题目: 请逐字抄录下方文档正文中的一段,从“核心源码(逐字来自文末完整源码)”开始,一直抄到“words = doc.split()”。

╭─ 文档正文

性能优化最怕“凭感觉”。下面拆成 8 个步骤,每一步都能运行并打印结果,让你看到工具输出,再理解背后的优化思路。

Step 1:用 slow_word_count 和 fast_word_count 看清数据结构的差距

痛点与机制

性能优化第一课不是炫技,而是选对数据结构。慢版本每遇到一个词,都在已有结果里重新遍历查找;快版本用字典的 get() 直接定位。它们像“翻整本通讯录找人”和“按姓名索引查人”的区别。

核心源码(逐字来自文末完整源码)

def slow_word_count(corpus: list[str]) -> dict[str, int]:
    """慢版本:字符串拼接 + 重复遍历。"""
    result: dict[str, int] = {}
    for doc in corpus:
        words = doc.split()
        for word in words:
            # 反模式:每次都重新遍历 result
            found = False
            for k in result:
                if k == word:
                    result[k] += 1
                    found = True
                    break
            if not found:
                result[word] = 1
    return result


def fast_word_count(corpus: list[str]) -> dict[str, int]:
    """快版本:直接用 dict.get()。"""
    result: dict[str, int] = {}
    for doc in corpus:
        for word in doc.split():
            result[word] = result.get(word, 0) + 1
    return result

可运行演示(补齐 Mock 数据与 print 反馈)

CORPUS: list[str] = [
    "task alpha alpha beta",
    "task beta gamma",
    "alpha deploy task",
]

def slow_word_count(corpus: list[str]) -> dict[str, int]:
    """慢版本:字符串拼接 + 重复遍历。"""

╰─
╭─ 收集数据

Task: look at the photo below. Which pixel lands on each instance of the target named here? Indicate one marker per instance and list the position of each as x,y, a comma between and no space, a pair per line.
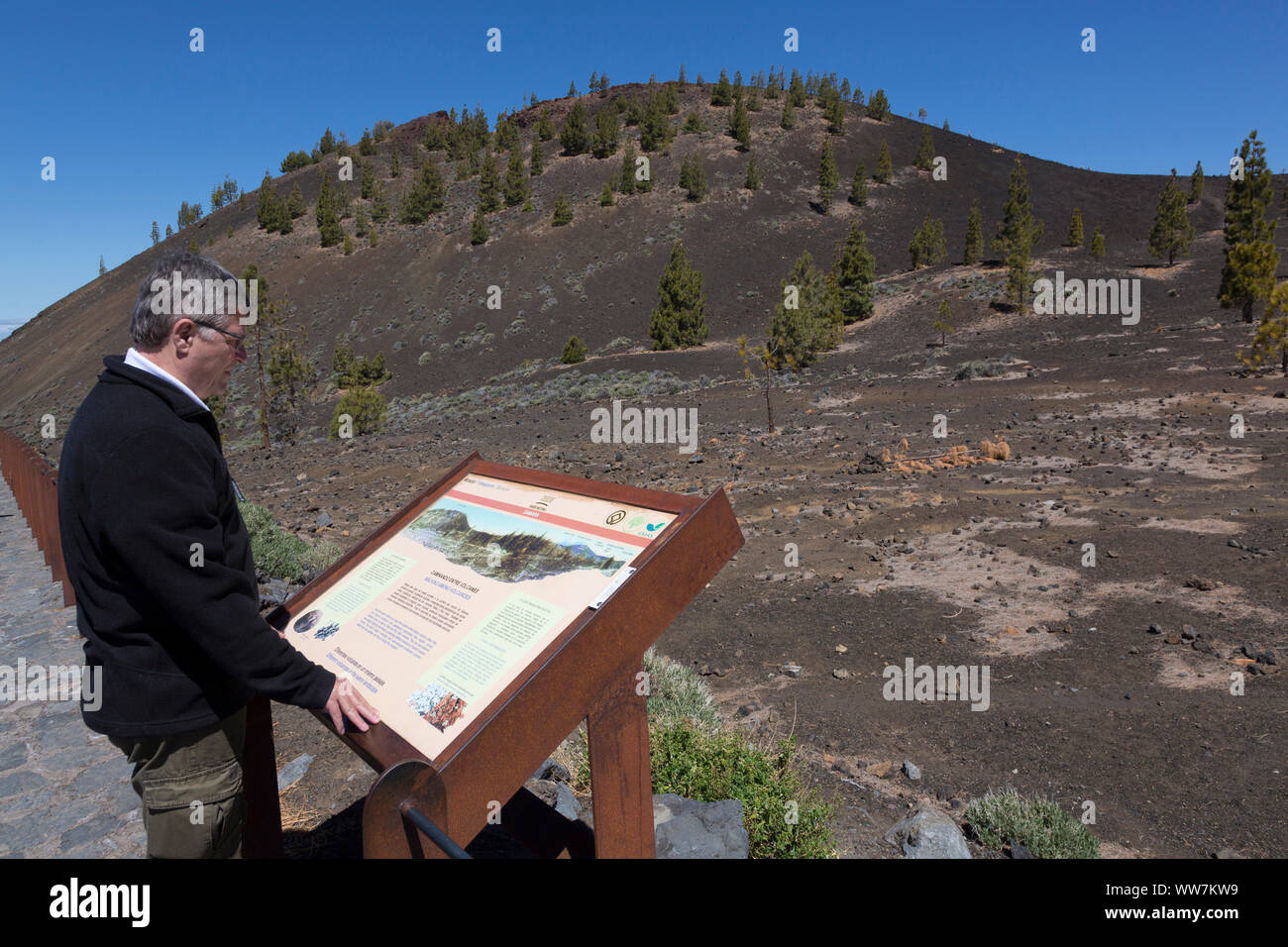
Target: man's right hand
347,702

╰─

解答:
核心源码(逐字来自文末完整源码)

def slow_word_count(corpus: list[str]) -> dict[str, int]:
    """慢版本:字符串拼接 + 重复遍历。"""
    result: dict[str, int] = {}
    for doc in corpus:
        words = doc.split()